Copy the following lines word for word, without changing anything.

+-------+

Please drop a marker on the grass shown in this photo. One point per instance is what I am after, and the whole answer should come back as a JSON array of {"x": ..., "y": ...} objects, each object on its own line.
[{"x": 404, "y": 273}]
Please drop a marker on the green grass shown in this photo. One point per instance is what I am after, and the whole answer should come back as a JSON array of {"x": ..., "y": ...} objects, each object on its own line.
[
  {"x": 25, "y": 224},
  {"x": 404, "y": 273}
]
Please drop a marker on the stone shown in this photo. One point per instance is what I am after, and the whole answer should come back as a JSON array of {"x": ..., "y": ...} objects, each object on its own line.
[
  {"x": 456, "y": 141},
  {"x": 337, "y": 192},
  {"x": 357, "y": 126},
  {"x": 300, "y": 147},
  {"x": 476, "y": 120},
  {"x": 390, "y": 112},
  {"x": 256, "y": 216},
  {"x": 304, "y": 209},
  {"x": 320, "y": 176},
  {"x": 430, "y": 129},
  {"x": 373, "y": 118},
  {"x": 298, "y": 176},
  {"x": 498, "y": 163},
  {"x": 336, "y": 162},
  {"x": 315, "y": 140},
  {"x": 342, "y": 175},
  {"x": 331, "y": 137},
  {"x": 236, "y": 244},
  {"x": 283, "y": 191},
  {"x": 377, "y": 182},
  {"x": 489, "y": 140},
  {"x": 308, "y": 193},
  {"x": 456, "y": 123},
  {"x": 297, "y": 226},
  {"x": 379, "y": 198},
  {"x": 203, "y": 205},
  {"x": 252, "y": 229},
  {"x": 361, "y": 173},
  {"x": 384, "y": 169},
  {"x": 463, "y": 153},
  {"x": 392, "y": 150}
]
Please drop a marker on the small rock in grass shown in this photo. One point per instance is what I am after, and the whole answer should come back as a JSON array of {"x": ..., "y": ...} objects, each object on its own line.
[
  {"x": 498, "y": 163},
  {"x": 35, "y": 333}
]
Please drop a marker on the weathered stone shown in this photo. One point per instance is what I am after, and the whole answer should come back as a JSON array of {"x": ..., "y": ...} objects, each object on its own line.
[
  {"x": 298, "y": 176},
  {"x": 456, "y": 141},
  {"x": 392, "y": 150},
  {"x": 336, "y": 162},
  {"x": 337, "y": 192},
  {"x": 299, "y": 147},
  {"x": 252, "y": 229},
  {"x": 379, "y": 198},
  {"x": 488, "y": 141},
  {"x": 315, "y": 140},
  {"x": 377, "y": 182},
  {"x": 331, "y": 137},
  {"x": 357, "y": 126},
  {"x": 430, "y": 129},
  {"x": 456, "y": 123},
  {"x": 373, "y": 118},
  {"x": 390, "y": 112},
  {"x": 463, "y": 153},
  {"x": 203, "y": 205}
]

+-------+

• _WRITTEN REPLY_
Please drop a marker on the grass shown in this photo. One point per instance is what I am after, and the whole answer should come back as a JSON array of {"x": ..., "y": ...} objects, each object on its own line.
[{"x": 404, "y": 273}]
Please drop a marker on the green grass shown in this photo. One point per instance is what I am after, and the whole answer should come back as a JSON array of {"x": ..., "y": ...} objects, each object on its own line.
[
  {"x": 25, "y": 224},
  {"x": 404, "y": 273}
]
Please drop a marker on the stone shown in this photo. One point per instance is what I am after, and the whole answer should come back as a JSON array of {"x": ..., "y": ...} objects, each object on its own line.
[
  {"x": 456, "y": 141},
  {"x": 337, "y": 192},
  {"x": 357, "y": 126},
  {"x": 300, "y": 147},
  {"x": 476, "y": 120},
  {"x": 390, "y": 112},
  {"x": 256, "y": 216},
  {"x": 304, "y": 209},
  {"x": 320, "y": 176},
  {"x": 430, "y": 129},
  {"x": 373, "y": 118},
  {"x": 298, "y": 176},
  {"x": 498, "y": 163},
  {"x": 336, "y": 162},
  {"x": 315, "y": 140},
  {"x": 342, "y": 175},
  {"x": 331, "y": 137},
  {"x": 236, "y": 244},
  {"x": 283, "y": 191},
  {"x": 377, "y": 182},
  {"x": 489, "y": 140},
  {"x": 308, "y": 193},
  {"x": 456, "y": 123},
  {"x": 297, "y": 226},
  {"x": 379, "y": 198},
  {"x": 203, "y": 205},
  {"x": 252, "y": 229},
  {"x": 361, "y": 173},
  {"x": 384, "y": 169},
  {"x": 463, "y": 153},
  {"x": 392, "y": 150}
]
Please drop a marker on the small rock in grass shown in this photo. One point per instance is what I am after, and the whole answer should come back as a JSON array of {"x": ..., "y": ...} objects, each object on its own line.
[
  {"x": 498, "y": 163},
  {"x": 35, "y": 333}
]
Please drop a marker on the weathered stone shown in this photo. One point per instance is what I am after, and the whole answer should come back as a JSON array of {"x": ..., "y": ...} objects, each object on its own line.
[
  {"x": 298, "y": 176},
  {"x": 456, "y": 141},
  {"x": 392, "y": 150},
  {"x": 336, "y": 162},
  {"x": 337, "y": 192},
  {"x": 299, "y": 147},
  {"x": 252, "y": 229},
  {"x": 379, "y": 198},
  {"x": 488, "y": 141},
  {"x": 315, "y": 140},
  {"x": 377, "y": 182},
  {"x": 331, "y": 137},
  {"x": 357, "y": 126},
  {"x": 430, "y": 129},
  {"x": 456, "y": 123},
  {"x": 373, "y": 118},
  {"x": 390, "y": 112},
  {"x": 463, "y": 153},
  {"x": 203, "y": 205}
]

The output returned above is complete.